*REQUIREMENT*. Please return each line in the listing below that contains the word "plant".

*RECORDS PROVIDED*.
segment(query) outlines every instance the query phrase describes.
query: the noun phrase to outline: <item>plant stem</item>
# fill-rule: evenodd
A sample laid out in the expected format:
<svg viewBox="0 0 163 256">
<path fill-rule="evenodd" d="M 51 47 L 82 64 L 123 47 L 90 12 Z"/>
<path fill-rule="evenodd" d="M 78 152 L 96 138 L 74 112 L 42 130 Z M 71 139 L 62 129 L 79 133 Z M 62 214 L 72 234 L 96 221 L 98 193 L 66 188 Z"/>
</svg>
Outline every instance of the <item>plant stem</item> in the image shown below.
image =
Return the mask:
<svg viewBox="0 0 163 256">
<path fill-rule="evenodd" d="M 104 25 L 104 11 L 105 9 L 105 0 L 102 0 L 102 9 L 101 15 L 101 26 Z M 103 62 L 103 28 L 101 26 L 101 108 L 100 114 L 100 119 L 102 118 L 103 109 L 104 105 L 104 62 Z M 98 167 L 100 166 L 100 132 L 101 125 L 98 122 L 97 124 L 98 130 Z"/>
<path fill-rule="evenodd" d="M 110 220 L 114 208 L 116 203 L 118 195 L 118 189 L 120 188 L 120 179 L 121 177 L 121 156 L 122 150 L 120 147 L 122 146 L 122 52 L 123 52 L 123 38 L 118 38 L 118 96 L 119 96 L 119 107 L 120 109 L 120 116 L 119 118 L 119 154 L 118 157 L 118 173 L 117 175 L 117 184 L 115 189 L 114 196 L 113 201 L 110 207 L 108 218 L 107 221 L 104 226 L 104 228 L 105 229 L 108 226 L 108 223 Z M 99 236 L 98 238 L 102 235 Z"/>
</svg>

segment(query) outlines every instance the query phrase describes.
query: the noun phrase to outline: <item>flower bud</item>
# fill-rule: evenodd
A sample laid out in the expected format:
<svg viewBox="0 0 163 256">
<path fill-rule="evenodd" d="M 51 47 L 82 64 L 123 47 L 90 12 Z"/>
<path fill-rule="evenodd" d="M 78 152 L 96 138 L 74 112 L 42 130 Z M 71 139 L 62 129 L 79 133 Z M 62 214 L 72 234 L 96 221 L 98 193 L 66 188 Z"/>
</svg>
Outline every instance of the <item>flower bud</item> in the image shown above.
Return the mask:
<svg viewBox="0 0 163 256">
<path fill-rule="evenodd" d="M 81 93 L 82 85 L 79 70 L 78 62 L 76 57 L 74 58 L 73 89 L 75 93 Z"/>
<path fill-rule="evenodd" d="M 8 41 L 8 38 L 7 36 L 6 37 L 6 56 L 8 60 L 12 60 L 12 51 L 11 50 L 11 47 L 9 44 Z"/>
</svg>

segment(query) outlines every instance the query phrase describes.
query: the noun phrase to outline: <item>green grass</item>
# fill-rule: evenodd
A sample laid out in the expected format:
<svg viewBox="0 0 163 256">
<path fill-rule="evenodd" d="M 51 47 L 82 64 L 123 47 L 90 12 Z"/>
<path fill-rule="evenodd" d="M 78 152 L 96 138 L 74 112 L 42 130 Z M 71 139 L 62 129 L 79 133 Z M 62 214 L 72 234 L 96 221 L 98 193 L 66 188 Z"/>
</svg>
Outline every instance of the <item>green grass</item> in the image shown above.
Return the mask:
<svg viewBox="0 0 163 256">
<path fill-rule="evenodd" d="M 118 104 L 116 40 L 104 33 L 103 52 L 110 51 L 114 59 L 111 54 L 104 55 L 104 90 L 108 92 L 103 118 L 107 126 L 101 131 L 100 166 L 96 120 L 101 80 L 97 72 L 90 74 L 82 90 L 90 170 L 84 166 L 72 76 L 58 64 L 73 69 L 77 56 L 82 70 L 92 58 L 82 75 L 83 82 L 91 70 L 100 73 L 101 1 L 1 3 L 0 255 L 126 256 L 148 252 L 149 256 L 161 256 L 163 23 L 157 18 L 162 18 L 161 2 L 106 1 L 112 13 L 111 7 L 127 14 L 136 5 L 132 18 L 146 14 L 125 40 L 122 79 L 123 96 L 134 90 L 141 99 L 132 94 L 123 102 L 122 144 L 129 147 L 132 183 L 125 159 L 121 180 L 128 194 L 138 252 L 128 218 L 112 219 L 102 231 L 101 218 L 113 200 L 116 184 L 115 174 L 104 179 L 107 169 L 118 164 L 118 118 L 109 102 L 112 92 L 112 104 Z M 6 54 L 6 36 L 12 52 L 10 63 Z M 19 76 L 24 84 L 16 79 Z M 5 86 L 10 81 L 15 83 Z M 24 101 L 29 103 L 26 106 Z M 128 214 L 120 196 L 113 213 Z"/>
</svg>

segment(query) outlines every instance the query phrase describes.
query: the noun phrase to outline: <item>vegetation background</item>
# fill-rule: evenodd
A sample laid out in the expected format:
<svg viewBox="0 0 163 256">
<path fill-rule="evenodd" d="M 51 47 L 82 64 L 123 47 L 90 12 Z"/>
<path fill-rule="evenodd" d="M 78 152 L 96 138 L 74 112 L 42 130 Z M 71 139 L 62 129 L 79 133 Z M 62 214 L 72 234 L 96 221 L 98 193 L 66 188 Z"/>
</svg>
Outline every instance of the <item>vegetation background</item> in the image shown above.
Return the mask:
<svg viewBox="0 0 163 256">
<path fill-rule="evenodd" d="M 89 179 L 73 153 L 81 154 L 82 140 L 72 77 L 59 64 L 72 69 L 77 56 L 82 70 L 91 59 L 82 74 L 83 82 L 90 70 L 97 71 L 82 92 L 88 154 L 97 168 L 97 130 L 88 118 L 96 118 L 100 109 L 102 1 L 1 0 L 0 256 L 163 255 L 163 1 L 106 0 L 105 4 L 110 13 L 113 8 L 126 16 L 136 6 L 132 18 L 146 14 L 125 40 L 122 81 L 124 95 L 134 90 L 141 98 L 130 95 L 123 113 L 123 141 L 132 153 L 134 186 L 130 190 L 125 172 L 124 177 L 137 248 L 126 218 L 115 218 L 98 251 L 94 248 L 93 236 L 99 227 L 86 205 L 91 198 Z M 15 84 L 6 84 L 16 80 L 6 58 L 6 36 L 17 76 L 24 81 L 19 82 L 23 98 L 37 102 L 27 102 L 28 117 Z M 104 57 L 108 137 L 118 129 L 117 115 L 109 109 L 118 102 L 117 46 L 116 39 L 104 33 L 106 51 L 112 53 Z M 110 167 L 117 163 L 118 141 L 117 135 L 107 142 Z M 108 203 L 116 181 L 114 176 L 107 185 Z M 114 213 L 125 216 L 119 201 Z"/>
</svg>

*RESPONSE TO THIS EXERCISE*.
query: the noun phrase to outline: <item>plant stem</item>
Outline every instance of the <item>plant stem</item> in the image shown below.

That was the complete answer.